-- WHAT THE TASK ASKS --
Where does the word "plate" show up in the records? Copy every line that has it.

-- MATERIAL FOR THE TASK --
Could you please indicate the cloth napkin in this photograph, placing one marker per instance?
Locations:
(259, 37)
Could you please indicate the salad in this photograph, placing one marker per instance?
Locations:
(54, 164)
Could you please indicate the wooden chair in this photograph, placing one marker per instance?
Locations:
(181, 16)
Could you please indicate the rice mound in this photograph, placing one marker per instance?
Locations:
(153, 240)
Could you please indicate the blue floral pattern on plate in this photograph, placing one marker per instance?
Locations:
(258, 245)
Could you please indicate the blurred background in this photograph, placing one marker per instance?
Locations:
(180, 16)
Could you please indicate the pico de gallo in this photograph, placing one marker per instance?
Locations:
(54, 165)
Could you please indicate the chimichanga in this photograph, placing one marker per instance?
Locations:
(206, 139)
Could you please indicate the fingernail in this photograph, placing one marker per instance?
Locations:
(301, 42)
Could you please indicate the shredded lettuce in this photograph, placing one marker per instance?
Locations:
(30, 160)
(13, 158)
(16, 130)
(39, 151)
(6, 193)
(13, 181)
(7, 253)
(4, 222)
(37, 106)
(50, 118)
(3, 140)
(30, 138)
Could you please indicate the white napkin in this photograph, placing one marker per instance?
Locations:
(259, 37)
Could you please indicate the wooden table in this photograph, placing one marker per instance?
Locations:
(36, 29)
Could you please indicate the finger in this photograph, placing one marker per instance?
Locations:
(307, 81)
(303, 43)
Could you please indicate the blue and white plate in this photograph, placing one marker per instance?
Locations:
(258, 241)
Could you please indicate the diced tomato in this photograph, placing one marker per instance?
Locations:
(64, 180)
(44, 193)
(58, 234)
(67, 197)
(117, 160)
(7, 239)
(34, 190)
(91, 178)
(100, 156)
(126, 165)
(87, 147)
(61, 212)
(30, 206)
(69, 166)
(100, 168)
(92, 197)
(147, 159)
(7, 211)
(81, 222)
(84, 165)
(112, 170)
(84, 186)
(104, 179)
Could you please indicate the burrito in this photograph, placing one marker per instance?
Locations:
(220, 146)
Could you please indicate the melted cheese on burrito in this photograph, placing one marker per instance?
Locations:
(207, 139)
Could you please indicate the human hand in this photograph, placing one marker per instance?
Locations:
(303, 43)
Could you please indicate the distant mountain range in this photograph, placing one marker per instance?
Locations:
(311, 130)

-- SOLUTION --
Could you please indicate the blue floral pattern on plate in this photograph, placing one marker per instance?
Could you please indicate the blue and white plate in this photograph, placing one marker per instance?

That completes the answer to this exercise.